▼▼▼

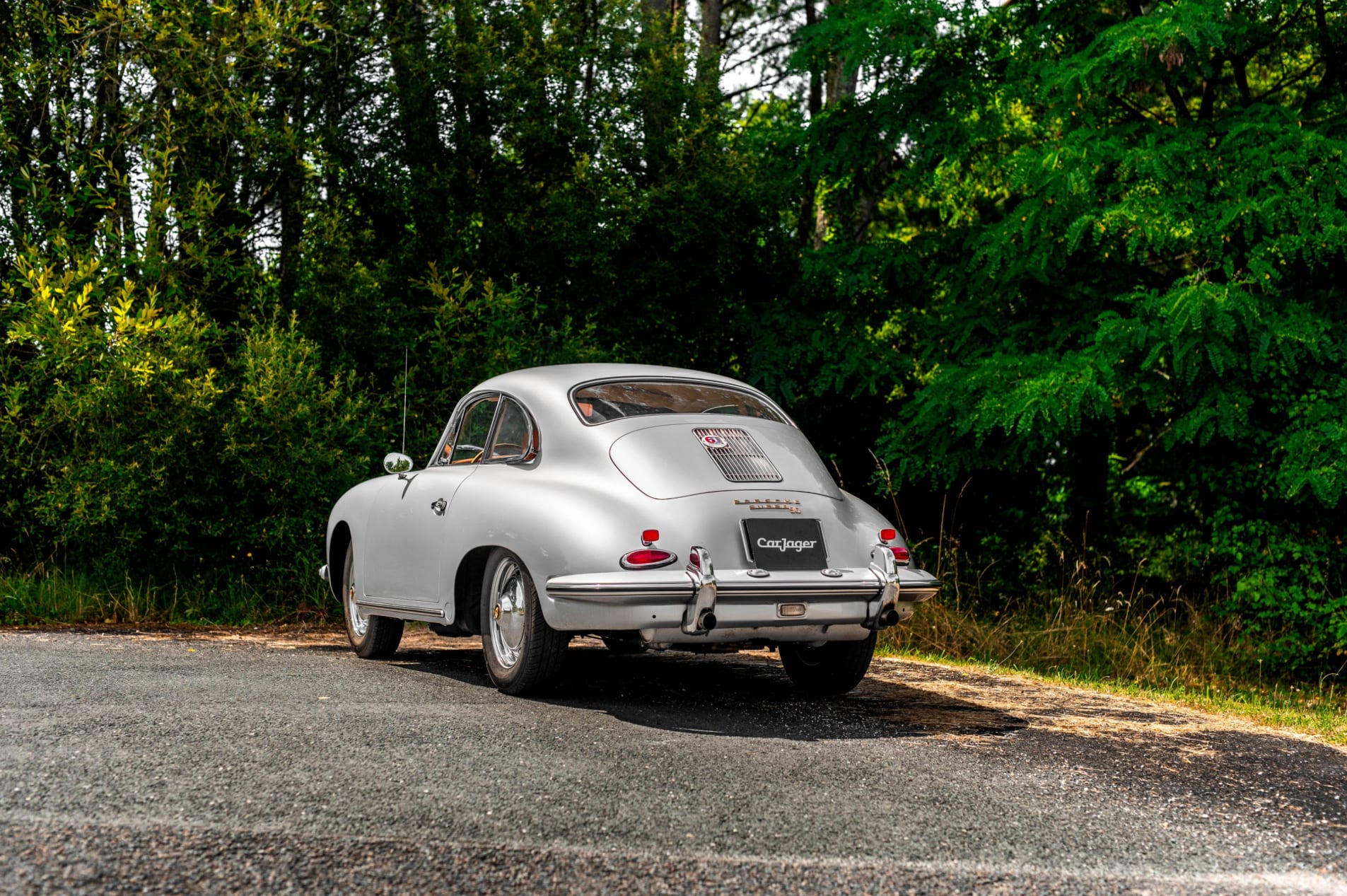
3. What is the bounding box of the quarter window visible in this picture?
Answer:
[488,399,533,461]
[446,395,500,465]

▲▲▲
▼▼▼

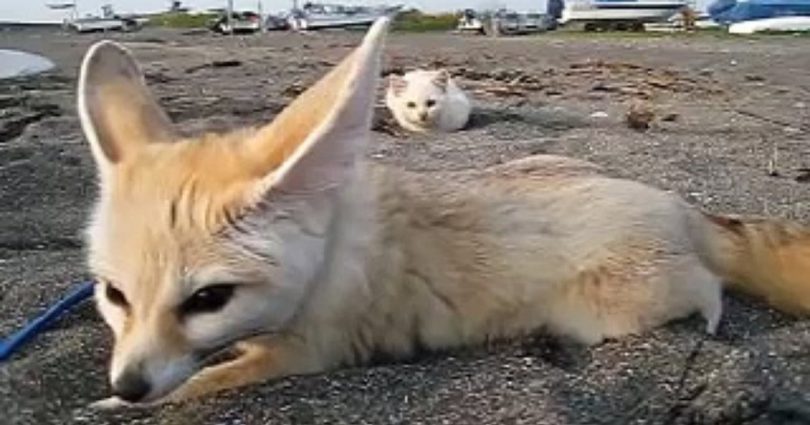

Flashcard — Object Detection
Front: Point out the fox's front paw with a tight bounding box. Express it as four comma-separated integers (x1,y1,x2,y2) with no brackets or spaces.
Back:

▲▲▲
▼▼▼

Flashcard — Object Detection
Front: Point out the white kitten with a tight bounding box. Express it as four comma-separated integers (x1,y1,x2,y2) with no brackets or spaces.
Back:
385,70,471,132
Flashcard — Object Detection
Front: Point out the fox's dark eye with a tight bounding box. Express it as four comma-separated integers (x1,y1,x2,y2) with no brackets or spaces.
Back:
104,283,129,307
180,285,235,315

▲▲▲

* _WHAT THE EXERCISE ASKS_
Rewrite the stretch from the line containing "3. What is the" through the line containing "[446,395,500,465]", changing "quarter window" to "side window" and leaving everything else as it is.

* _WRITTEN RESPONSE_
3. What is the bounding box of the side window visible in this picture?
Answer:
[488,399,533,461]
[446,395,500,465]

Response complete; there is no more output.